— start of Records —
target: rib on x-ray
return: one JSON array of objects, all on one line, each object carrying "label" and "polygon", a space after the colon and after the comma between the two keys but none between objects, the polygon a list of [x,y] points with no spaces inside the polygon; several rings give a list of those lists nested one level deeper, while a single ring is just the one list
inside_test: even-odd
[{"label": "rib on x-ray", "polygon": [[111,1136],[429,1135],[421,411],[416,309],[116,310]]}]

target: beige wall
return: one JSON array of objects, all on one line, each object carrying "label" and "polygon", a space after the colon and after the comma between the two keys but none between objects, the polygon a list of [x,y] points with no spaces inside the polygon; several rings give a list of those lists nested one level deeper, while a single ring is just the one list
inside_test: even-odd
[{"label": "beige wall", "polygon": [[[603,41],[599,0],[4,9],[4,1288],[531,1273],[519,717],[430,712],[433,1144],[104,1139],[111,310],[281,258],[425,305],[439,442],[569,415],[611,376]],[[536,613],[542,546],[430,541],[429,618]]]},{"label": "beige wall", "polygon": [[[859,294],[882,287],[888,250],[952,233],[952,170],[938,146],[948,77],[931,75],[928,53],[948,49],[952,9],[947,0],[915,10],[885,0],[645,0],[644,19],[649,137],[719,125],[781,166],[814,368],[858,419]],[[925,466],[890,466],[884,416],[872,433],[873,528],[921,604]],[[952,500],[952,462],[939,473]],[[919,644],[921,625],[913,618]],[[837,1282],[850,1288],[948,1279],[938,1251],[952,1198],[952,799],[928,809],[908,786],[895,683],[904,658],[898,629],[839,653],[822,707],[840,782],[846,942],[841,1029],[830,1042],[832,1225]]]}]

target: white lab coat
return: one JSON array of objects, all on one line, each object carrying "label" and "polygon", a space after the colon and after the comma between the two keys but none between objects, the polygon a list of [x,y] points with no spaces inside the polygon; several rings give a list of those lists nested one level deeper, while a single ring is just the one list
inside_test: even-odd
— end of Records —
## The problem
Repeat word for word every line from the one that holds "target: beige wall" to the end. Both ends count.

## Written solution
target: beige wall
return: one JSON array of objects, all on one line, each object carrying "label" and "polygon", a space after the colon and after the comma between the two keys but none between objects, the polygon a list of [x,y] points with no spaces inside the polygon; several rings give a list of those lists nested one level deeper, while a single ring is just the one list
inside_test: even-odd
[{"label": "beige wall", "polygon": [[[603,41],[599,0],[4,9],[4,1288],[531,1273],[519,717],[430,712],[433,1144],[104,1139],[111,310],[281,258],[425,305],[439,442],[569,415],[611,376]],[[536,613],[542,546],[430,541],[429,618]]]},{"label": "beige wall", "polygon": [[[859,294],[882,287],[888,250],[952,233],[952,170],[938,146],[948,77],[931,75],[928,53],[948,49],[952,9],[947,0],[915,10],[885,0],[645,0],[644,19],[649,137],[719,125],[781,166],[814,368],[858,419]],[[925,466],[890,466],[884,416],[872,433],[873,528],[921,604]],[[952,500],[952,462],[939,473]],[[919,644],[921,625],[913,618]],[[837,1282],[850,1288],[948,1279],[938,1251],[952,1198],[952,799],[928,809],[908,786],[895,683],[904,658],[898,629],[839,653],[822,707],[840,782],[846,942],[841,1029],[830,1042],[832,1225]]]}]

target: white lab coat
return: one JSON array of objects, all on one line, each object carrying "label" and "polygon", a space after the colon and after the comma between the two keys but none between objects, the polygon a list of [x,y] points with no spaces inside the polygon; several rings give a list of those lists nested one level deeper, while a single ring is just the one list
inside_test: even-odd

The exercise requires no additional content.